洛中最古の木造建築を有することで知られる千本釈迦堂に、このたび“国宝仏”が誕生しました。2024年の文化審議会の答申によって国宝に指定されたのは、「木造六観音菩薩像」と「木造地蔵菩薩立像」の2件。ひとつのお寺で仏像が一挙に2件も国宝に指定されるのは珍しいそうです。

ご住職の菊入諒如さん

ご住職の菊入諒如さん

取材にあたり、ご住職の菊入諒如さんにお話をお聞きしました。じつは千本釈迦堂は名仏の宝庫。新指定の仏像をはじめ、魅力をたっぷりとご紹介します!

本堂は洛中最古の木造建築

  • 本堂(国宝)

    本堂(国宝)

  • おかめさんの像

    おかめさんの像

千本釈迦堂では拝観料600円で本堂と宝物が収められた霊宝殿の両方を拝観できます。
 
本堂はお寺の創建から6年後の安貞元年(1227)に建立されました。応仁の乱をはじめとする戦火を奇跡的に免れ、洛中最古の木造建築として国宝に指定されています。
 
本堂の建立には、涙なしには語れない夫婦のエピソードも。あるとき、大工の棟梁が柱の寸法を誤ってしまい途方に暮れていたところ、妻のおかめさんの機転によって事なきを得ます。しかし、妻の助言が世間に知れては棟梁の名折れだと、おかめさんは完成を待たずして命を絶ってしまうのでした。本堂が創建当時のまま残っているのは、今でもおかめさんの加護が働いているのかもしれません。

霊宝殿は国宝、重要文化財が目白押し!

☆ ☆ ☆

• [問題] 本文によると、千本釈迦堂の本堂はいつ建立されたか答えてください。

• [セグメンテーション注釈の記録]
☆ ☆ ☆

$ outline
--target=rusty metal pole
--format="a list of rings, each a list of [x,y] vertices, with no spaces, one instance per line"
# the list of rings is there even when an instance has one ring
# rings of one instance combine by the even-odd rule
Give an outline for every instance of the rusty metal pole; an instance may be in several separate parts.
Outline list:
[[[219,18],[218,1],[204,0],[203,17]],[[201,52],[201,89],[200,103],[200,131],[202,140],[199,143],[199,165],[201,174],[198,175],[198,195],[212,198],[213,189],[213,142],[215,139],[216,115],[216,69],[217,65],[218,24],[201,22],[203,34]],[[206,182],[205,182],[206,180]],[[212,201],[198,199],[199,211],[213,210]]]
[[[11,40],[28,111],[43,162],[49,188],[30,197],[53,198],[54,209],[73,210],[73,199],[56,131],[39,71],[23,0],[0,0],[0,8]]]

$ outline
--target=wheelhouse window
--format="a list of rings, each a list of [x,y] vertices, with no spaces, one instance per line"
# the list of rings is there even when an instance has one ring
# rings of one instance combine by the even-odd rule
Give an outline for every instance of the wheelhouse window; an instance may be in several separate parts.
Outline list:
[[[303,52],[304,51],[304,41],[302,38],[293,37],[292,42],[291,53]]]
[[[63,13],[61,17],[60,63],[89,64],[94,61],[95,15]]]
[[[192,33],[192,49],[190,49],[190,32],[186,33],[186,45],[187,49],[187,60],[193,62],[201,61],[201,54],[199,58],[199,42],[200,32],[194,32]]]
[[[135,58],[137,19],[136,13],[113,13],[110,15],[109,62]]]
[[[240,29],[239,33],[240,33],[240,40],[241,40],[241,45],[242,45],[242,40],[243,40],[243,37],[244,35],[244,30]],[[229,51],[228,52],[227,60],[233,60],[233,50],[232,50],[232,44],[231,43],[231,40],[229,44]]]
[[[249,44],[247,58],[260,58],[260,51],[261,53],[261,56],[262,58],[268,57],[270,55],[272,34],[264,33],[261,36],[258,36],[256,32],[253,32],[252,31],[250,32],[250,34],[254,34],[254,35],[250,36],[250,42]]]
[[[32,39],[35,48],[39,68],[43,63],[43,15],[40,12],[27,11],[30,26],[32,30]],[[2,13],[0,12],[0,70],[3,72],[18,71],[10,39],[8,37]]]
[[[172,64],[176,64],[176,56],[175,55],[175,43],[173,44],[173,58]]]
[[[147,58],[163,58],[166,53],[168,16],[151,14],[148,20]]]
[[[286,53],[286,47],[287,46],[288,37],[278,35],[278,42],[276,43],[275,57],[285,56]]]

☆ ☆ ☆

• [解答] 安貞元年(1227)に建立されました。